* 指示
「Put a pin on every instance of the green」を含む行から「x=335 y=292」を含む行までを、両端の行も含めて書き直してください。その際、「green armchair」を「blue armchair」に置き換え、それ以外は一切変えないでください。

* 提供された項目
___

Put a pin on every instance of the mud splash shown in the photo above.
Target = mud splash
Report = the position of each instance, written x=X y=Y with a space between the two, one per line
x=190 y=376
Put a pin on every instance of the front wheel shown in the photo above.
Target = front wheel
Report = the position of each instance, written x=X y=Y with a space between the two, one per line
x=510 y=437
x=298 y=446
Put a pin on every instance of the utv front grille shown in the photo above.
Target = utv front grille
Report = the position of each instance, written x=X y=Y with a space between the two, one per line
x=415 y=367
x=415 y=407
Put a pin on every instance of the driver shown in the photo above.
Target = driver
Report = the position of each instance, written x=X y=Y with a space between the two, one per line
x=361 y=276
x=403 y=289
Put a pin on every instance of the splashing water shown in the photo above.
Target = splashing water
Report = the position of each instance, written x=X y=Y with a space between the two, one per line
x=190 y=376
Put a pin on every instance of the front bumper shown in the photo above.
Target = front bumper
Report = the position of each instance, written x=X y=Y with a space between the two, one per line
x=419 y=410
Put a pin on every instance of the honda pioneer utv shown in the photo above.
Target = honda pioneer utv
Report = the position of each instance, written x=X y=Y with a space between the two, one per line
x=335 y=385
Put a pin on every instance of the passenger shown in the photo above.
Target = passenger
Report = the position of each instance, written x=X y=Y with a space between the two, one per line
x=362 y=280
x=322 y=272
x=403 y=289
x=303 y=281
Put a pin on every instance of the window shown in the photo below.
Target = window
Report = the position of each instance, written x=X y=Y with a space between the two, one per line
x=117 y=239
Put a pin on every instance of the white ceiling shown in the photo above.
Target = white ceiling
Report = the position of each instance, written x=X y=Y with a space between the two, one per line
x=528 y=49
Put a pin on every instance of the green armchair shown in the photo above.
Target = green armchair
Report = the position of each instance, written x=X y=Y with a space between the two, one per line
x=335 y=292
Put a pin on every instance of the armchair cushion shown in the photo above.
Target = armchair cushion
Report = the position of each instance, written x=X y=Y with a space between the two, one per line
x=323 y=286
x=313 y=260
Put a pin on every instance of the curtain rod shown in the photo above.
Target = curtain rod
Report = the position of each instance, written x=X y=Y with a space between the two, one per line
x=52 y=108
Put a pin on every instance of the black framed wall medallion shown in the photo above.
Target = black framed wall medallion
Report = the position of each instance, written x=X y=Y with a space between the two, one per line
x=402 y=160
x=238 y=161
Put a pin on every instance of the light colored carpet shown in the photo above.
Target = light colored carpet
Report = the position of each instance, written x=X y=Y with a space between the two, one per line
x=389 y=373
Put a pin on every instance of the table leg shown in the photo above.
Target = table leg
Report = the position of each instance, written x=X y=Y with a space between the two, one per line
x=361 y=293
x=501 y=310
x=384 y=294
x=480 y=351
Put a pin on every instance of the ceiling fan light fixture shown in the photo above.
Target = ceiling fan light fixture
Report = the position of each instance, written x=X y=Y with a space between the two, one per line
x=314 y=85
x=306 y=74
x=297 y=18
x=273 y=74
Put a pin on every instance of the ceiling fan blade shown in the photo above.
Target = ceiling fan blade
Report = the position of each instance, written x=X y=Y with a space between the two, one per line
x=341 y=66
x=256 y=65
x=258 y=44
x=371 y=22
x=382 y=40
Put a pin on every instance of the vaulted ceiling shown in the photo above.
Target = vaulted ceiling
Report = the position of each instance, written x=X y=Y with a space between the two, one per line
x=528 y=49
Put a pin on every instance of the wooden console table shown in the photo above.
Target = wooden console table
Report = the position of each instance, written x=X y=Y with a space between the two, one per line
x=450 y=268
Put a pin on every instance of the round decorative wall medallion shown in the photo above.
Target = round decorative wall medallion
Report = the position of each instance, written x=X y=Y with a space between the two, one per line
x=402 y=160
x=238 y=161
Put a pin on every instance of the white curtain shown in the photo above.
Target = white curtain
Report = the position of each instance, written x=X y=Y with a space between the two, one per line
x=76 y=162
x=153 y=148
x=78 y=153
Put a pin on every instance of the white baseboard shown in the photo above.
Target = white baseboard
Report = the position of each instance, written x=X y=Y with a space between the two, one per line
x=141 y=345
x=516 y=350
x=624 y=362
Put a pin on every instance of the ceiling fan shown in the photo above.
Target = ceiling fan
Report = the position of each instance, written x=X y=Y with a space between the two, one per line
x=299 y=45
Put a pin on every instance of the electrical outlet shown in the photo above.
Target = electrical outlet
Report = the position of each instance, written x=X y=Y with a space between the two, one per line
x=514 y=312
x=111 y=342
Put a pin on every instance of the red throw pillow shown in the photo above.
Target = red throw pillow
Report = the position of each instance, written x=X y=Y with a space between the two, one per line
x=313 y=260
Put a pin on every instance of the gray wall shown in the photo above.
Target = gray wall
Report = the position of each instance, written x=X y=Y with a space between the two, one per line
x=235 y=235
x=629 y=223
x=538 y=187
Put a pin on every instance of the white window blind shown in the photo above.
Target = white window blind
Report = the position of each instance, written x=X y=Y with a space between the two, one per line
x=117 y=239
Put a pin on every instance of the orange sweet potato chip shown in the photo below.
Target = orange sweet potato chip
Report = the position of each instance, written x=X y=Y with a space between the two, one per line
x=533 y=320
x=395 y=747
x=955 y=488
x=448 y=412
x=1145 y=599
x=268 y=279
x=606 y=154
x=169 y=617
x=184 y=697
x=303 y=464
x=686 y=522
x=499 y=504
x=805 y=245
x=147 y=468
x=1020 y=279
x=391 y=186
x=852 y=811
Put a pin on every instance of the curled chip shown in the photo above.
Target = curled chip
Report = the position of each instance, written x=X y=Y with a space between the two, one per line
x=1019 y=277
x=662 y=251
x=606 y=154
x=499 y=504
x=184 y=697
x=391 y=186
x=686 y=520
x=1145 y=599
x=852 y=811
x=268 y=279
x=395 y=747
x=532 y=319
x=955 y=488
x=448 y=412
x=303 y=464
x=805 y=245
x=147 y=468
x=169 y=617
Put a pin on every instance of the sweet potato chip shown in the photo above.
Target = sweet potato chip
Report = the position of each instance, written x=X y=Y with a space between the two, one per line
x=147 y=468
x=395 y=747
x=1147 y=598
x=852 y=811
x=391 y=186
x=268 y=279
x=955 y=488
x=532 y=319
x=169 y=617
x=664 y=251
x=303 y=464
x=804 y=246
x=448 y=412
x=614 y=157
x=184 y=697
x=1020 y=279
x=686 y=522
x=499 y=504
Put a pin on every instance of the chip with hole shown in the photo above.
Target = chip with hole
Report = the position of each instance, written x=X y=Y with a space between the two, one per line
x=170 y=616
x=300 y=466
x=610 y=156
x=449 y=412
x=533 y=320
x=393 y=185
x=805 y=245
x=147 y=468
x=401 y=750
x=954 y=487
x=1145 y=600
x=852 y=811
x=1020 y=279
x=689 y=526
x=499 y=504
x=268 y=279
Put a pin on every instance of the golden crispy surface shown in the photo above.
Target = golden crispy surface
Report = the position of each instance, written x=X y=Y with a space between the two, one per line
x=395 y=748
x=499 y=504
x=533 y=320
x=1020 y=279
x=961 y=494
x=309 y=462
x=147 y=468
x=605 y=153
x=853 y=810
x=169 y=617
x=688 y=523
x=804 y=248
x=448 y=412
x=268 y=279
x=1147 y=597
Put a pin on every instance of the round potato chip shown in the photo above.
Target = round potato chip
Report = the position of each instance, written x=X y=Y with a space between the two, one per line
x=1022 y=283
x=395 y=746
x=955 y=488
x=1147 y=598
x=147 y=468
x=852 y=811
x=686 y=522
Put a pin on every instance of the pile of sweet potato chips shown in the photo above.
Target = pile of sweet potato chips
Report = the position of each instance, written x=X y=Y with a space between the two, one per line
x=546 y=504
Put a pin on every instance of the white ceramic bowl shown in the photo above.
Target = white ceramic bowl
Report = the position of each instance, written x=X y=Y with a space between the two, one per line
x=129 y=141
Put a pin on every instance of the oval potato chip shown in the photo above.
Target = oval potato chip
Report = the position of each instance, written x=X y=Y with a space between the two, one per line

___

* 正解
Put a pin on every instance of the blue armchair shown in the photo above.
Target = blue armchair
Report = the position of each instance, written x=X y=Y with a space between the two, one per line
x=335 y=292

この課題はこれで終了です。